(Data extracts)
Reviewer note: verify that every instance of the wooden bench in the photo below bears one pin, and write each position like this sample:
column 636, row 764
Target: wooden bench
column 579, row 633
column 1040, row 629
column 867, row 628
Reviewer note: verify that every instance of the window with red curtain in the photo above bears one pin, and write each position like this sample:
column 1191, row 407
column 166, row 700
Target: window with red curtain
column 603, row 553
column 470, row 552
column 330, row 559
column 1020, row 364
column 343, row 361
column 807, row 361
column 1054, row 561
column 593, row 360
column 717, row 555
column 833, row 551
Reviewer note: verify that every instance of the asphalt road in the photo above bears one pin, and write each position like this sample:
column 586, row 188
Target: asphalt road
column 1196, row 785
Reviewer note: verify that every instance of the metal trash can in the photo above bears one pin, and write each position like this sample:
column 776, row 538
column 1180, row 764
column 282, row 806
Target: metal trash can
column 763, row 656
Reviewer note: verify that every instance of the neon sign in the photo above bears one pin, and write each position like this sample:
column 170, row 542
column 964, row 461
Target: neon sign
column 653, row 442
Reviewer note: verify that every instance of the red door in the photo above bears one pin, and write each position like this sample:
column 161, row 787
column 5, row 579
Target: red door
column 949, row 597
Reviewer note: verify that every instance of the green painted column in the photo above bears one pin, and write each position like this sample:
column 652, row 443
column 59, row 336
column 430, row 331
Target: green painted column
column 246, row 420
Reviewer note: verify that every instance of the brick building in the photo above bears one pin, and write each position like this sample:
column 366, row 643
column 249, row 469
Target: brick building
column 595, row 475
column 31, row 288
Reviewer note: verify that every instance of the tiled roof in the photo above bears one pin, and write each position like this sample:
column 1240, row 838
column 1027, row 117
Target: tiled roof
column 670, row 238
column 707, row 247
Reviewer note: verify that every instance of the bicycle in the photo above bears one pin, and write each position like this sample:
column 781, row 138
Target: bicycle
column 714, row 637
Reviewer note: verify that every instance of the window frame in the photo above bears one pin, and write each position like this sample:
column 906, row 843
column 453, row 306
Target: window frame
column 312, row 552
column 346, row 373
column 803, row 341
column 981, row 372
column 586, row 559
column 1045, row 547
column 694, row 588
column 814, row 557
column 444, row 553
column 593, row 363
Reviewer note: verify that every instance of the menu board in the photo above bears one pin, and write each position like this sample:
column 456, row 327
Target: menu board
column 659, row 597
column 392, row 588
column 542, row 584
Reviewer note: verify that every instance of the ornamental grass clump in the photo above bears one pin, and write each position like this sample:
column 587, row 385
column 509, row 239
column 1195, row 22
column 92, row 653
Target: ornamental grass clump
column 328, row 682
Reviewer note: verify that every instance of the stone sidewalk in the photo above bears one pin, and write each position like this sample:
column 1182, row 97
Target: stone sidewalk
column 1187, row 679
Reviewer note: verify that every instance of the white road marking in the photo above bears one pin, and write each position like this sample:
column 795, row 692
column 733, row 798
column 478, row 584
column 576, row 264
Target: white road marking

(Work task)
Taking the line with "column 652, row 443" as the first and the line with "column 92, row 653" as the last, retype that stretch of the data above exactly, with no other lines.

(Exercise result)
column 652, row 443
column 59, row 336
column 430, row 331
Target: green painted column
column 246, row 420
Reviewer note: verify that every instance of the brick building in the photo above bears one pin, and write each position like this sample:
column 366, row 643
column 249, row 469
Target: brick building
column 595, row 475
column 31, row 288
Reviewer note: verify that every instance of the tiled roof in the photo above bears one pin, and write each position like this sample:
column 1240, row 838
column 1027, row 117
Target: tiled roof
column 670, row 238
column 707, row 247
Reviewer note: verify that every instance of the bicycle in the photo above bears one pin, and write each position like this sample:
column 781, row 138
Target: bicycle
column 714, row 637
Reviewer note: verify that every instance of the window frame in the photo above bears one pin, and write each position like this sample:
column 906, row 843
column 453, row 306
Target: window frame
column 312, row 552
column 346, row 373
column 803, row 341
column 981, row 372
column 586, row 559
column 1045, row 547
column 694, row 588
column 814, row 557
column 444, row 553
column 593, row 363
Reviewer note: verify that every instance of the menu board in the photo above bears one pin, and write each position like this sample:
column 456, row 327
Target: menu board
column 659, row 597
column 392, row 588
column 542, row 584
Reviewer note: verify that every instance of the ornamental grass clump in the photo above bears one pin, and write each position like this sample:
column 587, row 385
column 509, row 239
column 1195, row 22
column 92, row 653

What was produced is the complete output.